═══ EXTRACT PROVIDED

Climate change is a public health threat
I fully agree with this paper’s editorial on March 15, “ETSU’s College of Public Health essential to Tennessee.” In diabetes, cancer, being overweight and other stated health risks, Tennesseans are worse off than Americans in other states and need corrective help.
But new and growing health threats, both mental and physical and for all of us, now also come from the rapidly deteriorating climate. Not without reason did the Declaration on Climate Change and Public Health, by the National Medical Association, Public Health Institute, American Psychological Association and many other professional medical groups warn that the impacts from the weather crises are great and “demand immediate attention.”
Physically, these stem from heat effects, the rise in allergies and vector-borne diseases, water- and food-borne diseases, increased respiratory illness or even death associated with hurricanes and the many other, now so frequent extreme weather events.

══════
═══ DATA EXTRACTS

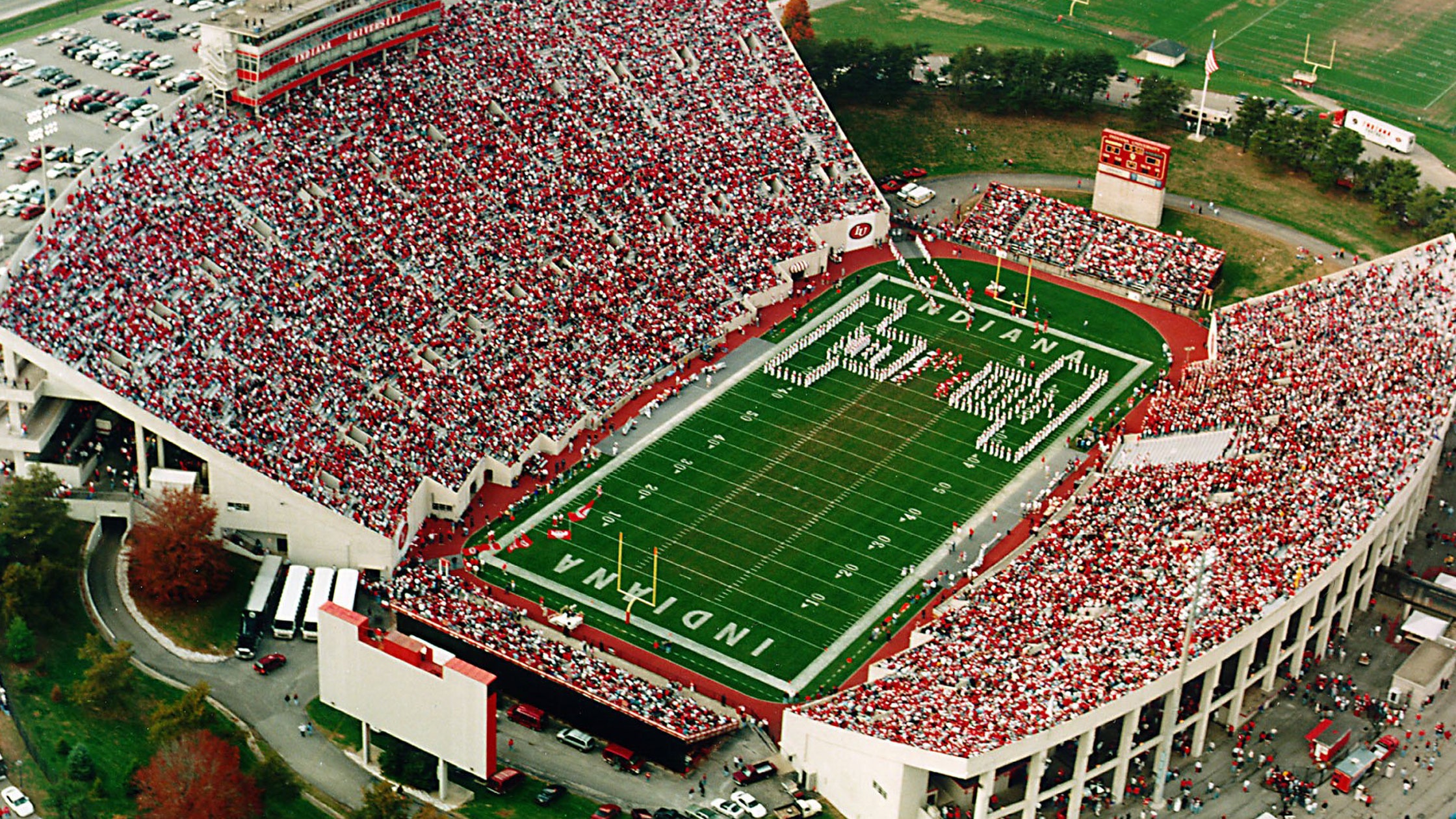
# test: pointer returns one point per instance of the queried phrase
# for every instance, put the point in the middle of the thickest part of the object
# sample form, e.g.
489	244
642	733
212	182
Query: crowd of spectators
445	601
399	273
1088	242
1336	391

══════

- _COMPLETE THE FOLLOWING_
A: Translate this sentence from the text on climate change as a public health threat into Spanish: "In diabetes, cancer, being overweight and other stated health risks, Tennesseans are worse off than Americans in other states and need corrective help."
B: Extract the stretch from "Climate change is" through "need corrective help." in the text on climate change as a public health threat.

- _RESULTS_
A: En diabetes, cáncer, sobrepeso y otros riesgos para la salud mencionados, los habitantes de Tennessee están peor que los estadounidenses de otros estados y necesitan ayuda correctiva.

B:
Climate change is a public health threat
I fully agree with this paper’s editorial on March 15, “ETSU’s College of Public Health essential to Tennessee.” In diabetes, cancer, being overweight and other stated health risks, Tennesseans are worse off than Americans in other states and need corrective help.